Instructions to follow: All lines of the records below that contain the word "plant" must be listed.

─── Task inputs ───

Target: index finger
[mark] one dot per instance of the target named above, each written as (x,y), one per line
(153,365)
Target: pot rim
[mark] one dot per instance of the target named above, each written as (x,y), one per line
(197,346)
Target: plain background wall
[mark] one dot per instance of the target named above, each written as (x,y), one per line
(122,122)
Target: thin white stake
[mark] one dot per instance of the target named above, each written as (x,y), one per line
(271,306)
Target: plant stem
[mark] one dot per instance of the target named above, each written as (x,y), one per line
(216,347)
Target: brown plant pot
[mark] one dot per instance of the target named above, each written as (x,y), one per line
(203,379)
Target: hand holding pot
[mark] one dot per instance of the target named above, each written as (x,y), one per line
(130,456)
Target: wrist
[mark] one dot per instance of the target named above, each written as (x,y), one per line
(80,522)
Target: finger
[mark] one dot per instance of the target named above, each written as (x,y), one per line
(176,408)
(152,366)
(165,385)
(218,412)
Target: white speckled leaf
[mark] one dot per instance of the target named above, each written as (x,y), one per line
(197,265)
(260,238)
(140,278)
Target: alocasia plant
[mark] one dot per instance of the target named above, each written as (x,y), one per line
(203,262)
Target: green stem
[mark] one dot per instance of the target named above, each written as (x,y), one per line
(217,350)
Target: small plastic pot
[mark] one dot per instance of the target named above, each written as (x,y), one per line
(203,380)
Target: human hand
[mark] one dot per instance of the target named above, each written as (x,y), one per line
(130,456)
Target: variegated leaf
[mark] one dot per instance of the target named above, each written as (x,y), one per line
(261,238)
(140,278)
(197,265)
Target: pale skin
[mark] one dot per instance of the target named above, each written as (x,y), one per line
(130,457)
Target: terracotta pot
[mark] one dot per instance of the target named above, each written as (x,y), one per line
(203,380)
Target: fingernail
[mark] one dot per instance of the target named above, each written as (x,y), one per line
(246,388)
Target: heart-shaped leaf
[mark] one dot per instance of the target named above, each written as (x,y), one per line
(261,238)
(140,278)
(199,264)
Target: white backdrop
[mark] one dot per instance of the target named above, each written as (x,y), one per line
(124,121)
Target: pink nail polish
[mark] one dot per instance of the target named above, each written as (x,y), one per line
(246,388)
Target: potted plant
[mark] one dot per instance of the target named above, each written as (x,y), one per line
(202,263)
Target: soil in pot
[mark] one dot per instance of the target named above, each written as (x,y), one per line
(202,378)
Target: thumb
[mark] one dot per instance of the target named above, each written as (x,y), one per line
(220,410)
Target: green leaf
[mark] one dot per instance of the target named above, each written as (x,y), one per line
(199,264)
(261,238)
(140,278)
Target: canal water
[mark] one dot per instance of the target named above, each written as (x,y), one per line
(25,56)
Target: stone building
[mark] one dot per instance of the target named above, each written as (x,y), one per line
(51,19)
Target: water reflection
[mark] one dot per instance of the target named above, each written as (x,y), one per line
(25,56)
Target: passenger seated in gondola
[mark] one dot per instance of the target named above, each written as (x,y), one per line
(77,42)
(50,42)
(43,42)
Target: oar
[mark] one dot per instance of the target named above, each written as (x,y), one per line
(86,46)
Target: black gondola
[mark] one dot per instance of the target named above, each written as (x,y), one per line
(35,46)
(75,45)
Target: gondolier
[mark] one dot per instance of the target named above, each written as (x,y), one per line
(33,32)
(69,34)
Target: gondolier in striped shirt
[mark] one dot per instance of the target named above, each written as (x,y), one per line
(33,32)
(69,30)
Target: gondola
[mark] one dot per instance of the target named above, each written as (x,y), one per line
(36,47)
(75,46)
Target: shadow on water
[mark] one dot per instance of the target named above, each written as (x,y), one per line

───

Exercise solution:
Target: plant stem
Target: brown plant pot
Target: alocasia plant
Target: potted plant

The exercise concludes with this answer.